_EXERCISE OBJECTIVE_: Could you quote, exactly as they stand, the lines running from the one with "marking, written as integer pixel values." to the final line of the material?

_INPUT RECORDS_:
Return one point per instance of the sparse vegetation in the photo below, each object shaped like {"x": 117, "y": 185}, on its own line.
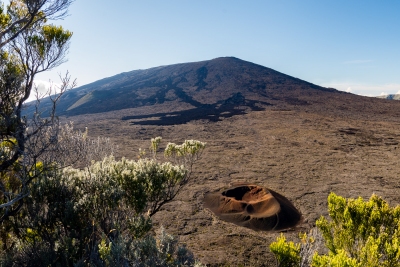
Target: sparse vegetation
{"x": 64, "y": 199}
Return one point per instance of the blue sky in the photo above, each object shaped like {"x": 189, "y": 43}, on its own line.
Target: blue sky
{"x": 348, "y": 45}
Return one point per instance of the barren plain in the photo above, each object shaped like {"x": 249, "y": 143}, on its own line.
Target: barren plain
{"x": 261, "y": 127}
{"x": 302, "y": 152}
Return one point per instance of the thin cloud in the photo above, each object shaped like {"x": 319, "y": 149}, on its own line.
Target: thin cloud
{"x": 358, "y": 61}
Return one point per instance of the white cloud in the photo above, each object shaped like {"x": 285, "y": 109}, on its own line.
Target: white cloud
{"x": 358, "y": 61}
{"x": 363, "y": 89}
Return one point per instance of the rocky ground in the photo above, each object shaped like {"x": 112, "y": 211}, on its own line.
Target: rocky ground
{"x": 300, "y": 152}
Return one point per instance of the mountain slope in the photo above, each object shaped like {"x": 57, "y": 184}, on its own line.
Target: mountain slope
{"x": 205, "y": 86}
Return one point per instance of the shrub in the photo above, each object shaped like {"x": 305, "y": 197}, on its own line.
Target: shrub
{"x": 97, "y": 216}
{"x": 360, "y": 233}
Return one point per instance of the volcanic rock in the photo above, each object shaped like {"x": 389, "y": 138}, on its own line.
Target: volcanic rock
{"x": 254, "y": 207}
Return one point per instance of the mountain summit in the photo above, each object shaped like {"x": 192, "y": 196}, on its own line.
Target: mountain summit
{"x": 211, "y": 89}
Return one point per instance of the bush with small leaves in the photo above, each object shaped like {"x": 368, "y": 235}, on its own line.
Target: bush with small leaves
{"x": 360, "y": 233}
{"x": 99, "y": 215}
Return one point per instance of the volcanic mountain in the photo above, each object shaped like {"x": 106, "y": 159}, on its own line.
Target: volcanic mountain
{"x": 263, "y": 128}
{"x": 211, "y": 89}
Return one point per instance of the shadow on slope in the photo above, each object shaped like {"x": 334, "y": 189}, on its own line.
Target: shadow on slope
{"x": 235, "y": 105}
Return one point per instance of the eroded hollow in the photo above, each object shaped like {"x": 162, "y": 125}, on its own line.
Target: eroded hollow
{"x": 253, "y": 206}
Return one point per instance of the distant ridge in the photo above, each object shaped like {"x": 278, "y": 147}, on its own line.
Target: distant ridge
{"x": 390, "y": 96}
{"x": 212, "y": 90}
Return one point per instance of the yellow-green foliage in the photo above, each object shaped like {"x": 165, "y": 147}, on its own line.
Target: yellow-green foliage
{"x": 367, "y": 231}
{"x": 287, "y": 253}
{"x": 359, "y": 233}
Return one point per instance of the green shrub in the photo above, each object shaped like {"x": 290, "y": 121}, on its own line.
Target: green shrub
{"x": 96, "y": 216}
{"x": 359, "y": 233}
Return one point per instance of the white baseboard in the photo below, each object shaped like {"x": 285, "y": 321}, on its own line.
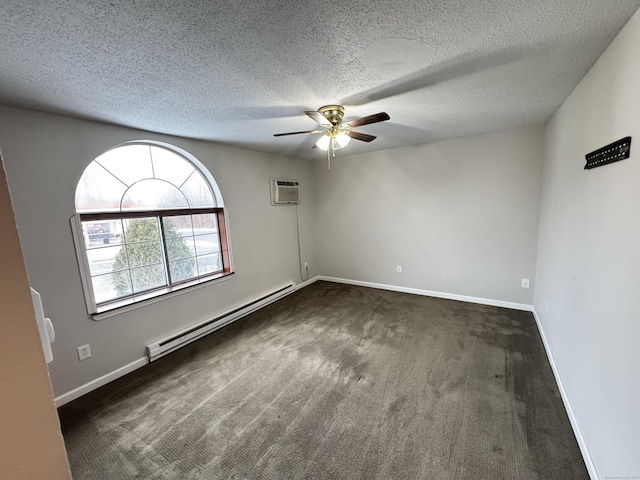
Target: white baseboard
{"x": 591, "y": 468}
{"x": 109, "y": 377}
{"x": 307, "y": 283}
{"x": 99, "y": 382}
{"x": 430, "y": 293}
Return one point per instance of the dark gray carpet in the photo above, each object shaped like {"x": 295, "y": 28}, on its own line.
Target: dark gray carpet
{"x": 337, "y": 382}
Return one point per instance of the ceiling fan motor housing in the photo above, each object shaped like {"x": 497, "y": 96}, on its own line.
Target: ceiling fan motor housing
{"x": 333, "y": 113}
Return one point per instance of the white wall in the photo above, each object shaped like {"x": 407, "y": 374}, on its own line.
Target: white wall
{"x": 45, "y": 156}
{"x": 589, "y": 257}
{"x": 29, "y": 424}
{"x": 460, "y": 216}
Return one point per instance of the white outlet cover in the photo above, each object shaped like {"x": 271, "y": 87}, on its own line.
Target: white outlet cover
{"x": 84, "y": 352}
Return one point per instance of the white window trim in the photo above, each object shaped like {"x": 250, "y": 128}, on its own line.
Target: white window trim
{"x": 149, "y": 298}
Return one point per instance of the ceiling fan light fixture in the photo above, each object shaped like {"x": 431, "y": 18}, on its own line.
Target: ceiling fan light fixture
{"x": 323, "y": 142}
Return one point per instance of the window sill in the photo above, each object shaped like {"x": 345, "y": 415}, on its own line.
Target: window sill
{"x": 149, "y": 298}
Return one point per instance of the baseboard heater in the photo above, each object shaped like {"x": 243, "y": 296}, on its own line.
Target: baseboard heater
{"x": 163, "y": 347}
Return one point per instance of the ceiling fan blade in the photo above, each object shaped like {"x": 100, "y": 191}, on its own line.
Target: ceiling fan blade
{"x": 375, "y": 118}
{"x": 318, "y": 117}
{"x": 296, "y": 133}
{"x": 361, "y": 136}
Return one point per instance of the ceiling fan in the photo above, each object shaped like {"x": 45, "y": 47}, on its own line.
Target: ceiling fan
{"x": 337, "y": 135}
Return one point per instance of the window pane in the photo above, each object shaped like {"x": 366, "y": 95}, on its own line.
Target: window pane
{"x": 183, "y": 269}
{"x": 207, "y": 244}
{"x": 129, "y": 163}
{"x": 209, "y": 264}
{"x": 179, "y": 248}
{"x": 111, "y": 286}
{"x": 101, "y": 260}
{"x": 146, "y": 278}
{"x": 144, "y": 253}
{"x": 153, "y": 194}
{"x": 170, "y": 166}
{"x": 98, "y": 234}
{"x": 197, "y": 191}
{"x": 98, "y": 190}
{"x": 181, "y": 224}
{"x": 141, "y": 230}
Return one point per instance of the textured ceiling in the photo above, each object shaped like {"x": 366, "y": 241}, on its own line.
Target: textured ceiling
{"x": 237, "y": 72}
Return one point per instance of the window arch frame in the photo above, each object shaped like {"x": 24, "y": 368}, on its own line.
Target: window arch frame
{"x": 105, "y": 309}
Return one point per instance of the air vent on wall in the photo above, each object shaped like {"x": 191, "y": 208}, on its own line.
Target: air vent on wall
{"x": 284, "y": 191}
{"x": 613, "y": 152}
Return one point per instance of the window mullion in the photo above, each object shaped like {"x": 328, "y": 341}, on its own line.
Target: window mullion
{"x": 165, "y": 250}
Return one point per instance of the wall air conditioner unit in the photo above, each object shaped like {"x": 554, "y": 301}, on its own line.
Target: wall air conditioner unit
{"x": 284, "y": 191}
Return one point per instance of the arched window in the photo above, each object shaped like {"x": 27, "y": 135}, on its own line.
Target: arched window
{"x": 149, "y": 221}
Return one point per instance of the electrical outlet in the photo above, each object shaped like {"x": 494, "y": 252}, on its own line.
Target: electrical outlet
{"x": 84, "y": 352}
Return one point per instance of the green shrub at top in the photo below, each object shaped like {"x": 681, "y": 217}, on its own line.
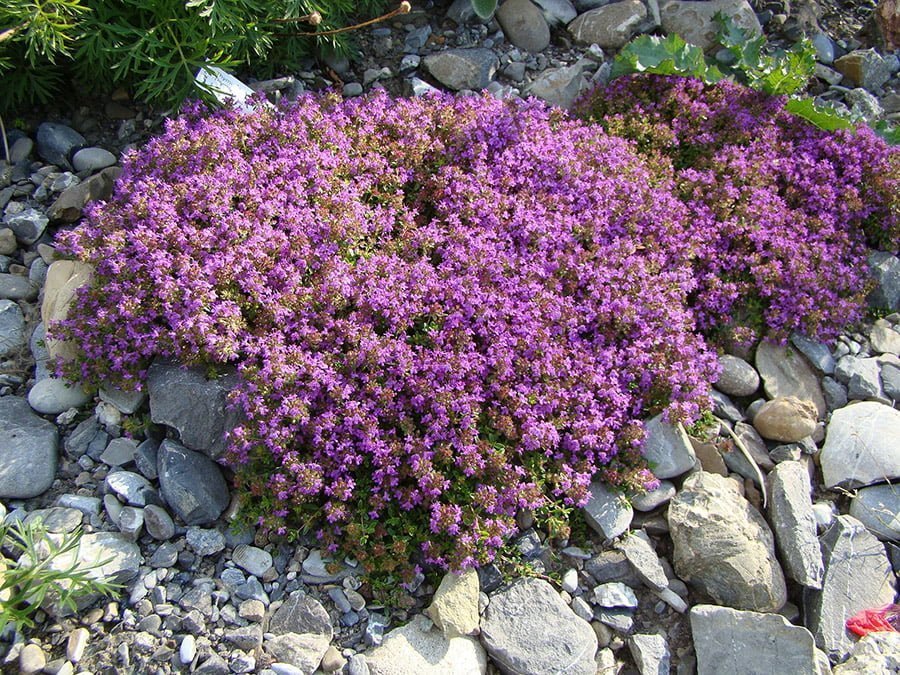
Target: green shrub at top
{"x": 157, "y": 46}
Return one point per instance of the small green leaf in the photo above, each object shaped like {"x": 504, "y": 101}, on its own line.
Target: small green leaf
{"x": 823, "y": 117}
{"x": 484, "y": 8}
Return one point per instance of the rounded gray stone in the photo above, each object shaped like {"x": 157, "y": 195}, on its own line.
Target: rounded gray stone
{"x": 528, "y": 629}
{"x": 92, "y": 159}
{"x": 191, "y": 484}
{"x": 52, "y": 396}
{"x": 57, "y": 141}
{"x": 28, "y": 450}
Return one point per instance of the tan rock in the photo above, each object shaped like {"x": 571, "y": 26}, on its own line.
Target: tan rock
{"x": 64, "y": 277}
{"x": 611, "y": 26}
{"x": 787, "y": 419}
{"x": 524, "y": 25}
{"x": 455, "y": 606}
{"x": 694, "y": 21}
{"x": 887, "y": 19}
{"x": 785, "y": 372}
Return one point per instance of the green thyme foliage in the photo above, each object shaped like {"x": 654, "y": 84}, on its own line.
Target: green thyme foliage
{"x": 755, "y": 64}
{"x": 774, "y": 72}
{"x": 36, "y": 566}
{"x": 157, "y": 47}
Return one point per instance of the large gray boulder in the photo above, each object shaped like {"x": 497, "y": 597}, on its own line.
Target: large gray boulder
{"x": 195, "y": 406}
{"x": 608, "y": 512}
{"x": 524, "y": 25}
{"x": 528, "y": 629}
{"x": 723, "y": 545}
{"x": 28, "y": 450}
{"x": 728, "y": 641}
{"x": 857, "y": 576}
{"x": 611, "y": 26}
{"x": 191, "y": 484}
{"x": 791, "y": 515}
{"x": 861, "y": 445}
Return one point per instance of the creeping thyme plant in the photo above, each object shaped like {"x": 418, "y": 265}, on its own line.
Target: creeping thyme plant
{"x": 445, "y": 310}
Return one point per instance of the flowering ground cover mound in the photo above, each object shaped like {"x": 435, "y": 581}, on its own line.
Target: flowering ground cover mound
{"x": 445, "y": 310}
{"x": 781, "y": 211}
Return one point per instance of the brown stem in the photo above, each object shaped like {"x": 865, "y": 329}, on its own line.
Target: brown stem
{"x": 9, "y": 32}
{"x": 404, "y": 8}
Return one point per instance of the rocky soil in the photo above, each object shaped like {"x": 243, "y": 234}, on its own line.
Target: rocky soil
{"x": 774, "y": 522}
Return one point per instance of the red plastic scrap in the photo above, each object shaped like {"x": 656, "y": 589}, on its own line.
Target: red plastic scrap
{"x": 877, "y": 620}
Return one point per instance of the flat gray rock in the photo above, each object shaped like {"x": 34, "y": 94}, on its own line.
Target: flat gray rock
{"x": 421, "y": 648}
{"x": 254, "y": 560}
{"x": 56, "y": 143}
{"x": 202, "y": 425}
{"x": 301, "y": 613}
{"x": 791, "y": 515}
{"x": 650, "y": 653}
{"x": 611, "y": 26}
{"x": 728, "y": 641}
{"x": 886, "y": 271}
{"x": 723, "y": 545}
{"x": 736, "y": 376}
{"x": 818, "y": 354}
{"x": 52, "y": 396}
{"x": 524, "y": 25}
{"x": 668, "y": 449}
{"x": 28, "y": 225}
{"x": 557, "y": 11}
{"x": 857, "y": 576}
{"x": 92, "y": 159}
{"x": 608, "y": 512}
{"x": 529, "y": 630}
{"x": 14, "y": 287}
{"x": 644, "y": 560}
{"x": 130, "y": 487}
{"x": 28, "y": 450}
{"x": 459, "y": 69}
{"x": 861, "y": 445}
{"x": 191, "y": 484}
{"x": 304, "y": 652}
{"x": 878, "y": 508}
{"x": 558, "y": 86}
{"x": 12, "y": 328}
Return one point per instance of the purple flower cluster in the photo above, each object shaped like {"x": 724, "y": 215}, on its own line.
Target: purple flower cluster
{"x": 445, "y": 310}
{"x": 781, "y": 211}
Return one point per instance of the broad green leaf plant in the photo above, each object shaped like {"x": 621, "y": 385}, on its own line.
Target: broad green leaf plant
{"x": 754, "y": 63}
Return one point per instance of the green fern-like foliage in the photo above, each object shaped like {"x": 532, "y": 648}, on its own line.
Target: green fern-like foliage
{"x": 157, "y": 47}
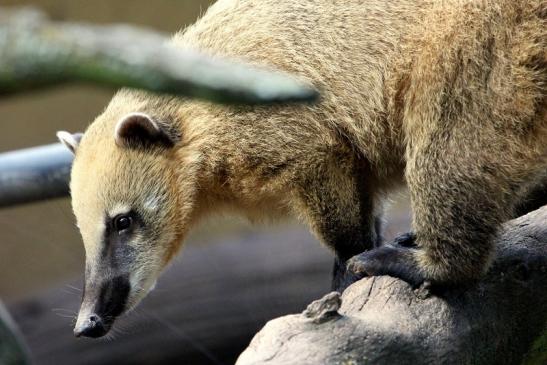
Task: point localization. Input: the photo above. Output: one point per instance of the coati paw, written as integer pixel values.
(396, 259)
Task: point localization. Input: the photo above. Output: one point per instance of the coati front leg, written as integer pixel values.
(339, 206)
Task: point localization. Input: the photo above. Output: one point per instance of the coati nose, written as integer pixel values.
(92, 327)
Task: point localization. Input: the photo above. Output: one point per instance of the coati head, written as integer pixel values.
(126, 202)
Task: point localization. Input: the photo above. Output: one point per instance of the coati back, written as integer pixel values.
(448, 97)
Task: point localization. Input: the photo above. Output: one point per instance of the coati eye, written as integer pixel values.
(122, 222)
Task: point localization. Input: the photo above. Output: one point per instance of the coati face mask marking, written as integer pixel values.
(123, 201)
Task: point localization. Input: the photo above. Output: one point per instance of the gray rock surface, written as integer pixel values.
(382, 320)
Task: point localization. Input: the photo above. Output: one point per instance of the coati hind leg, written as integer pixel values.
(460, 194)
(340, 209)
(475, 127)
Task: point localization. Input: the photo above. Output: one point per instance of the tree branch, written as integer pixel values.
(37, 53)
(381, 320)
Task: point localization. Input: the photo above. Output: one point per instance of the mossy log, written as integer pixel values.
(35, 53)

_CORRECT RESPONSE_:
Task: point localization. Input: the photo above. Output: one point per instance of the coati face mask marking, written as integer pixel values.
(123, 201)
Task: point localization. Input: the photo above. Output: one point per instance of the gray rock surface, written as integer pixel values.
(382, 320)
Task: point localization. Input: the photo above. Output: one point per instance of the coati hind leg, written as integer pixel values.
(460, 194)
(340, 209)
(475, 127)
Task: point localization. Input: the photo above. Output: one point per instance of the tree branch, written as integer pixel values.
(37, 53)
(381, 320)
Task: point localization. Input: the photo above. Output: one point per instance of the mossy log, written as integer pixel values.
(35, 53)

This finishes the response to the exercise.